Provided passage:
Zach LaVine Dustin Bradford/Getty Images

Offseason Trade Ideas for NBA's Most Hopeless Teams

Grant Hughes

It's encouraging that so few NBA teams appear truly lost this season. It's also a little surprising.

Flattened lottery odds and the advent of the play-in tournament have discouraged tanking, but those changes also incentivize the pursuit of mediocrity—something we tend to judge harshly. Stuck-in-the middle teams typically lack premium young talent, high-volume draft equity and current stars. They aren't pushovers, but they're also miles from title contention.

Scan the league, and only four obvious options present themselves. Even among that sad-sack group, things aren't all that bad. The Charlotte Hornets have LaMelo Ball, the Chicago Bulls have Zach LaVine, the Portland Trail Blazers have Damian Lillard and the Washington Wizards have Bradley Beal. Those last three teams are also still alive in the play-in chase.

Still, all four of those squads have lost more than they've won this year. More importantly, none of them have clear routes to immediate or long-term improvement. There's a sense that each of them are just about maxed out in their growth trajectories, with troubling downsides on the horizon.

The league's worst teams don't belong here. The Houston Rockets, San Antonio Spurs and Detroit Pistons are rebuilding around young talent, and they currently share the best odds of landing Victor Wembanyama in the 2023 draft. Scoot Henderson could be a fine consolation prize at No. 2. The Indiana Pacers are already ahead of schedule with All-Star point guard Tyrese Haliburton blossoming before our eyes, and the Orlando Magic, Utah Jazz and Oklahoma City Thunder possess oodles of projectable youth and extra first-round picks.

Record list:
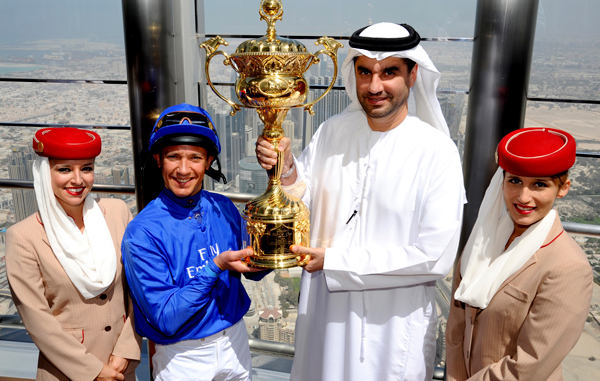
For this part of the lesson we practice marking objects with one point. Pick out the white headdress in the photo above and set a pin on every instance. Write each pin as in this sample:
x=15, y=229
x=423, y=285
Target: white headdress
x=90, y=260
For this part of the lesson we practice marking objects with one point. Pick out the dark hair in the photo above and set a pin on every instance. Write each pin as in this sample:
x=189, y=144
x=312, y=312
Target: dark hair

Exercise instructions:
#1 Duplicate the stretch of the NBA trade ideas article from "Flattened lottery odds" through "from title contention.", word for word.
#2 Write the next part of the NBA trade ideas article, picking up after its final sentence.

Final results:
#1
Flattened lottery odds and the advent of the play-in tournament have discouraged tanking, but those changes also incentivize the pursuit of mediocrity—something we tend to judge harshly. Stuck-in-the middle teams typically lack premium young talent, high-volume draft equity and current stars. They aren't pushovers, but they're also miles from title contention.

#2
It's a tall order, but we've cooked up offseason trades for the teams with the bleakest outlooks over the next few years. Hopefully, they'll serve as reminders that there's always a way forward—even if it means taking a few steps backward first.

Charlotte Hornets

Terry Rozier Kent Smith/NBAE via Getty Images

The Trade

Charlotte Hornets Receive: Kyle Lowry and a 2027 first-round pick (top-8 protected)

Miami Heat Receive: Terry Rozier and James Bouknight

First on the list alphabetically but also probably first in terms of sheer hopelessness, we have the Charlotte Hornets. The sheer difficulty of fabricating a halfway-reasonable trade for them illustrates how dire things are.

Saddled with overpaid veterans and underperforming lottery picks, the Hornets have little reason for optimism beyond LaMelo Ball, whose season barely got started because of left ankle injuries and ended early following a fracture in his right.

The Hornets need options, and the cap relief they'd get when Lowry's $29.7 million salary comes off the books in 2024 would give them some. Gordon Hayward's $31.5 million also expires after 2023-24, freeing up a total of over $61 million just between those two contracts.

Free agency hasn't always been kind to the Hornets, and cap space won't matter as much for them as it would for a bigger-market operation. But clean books are clean books, and it's been a long time since the Hornets had them.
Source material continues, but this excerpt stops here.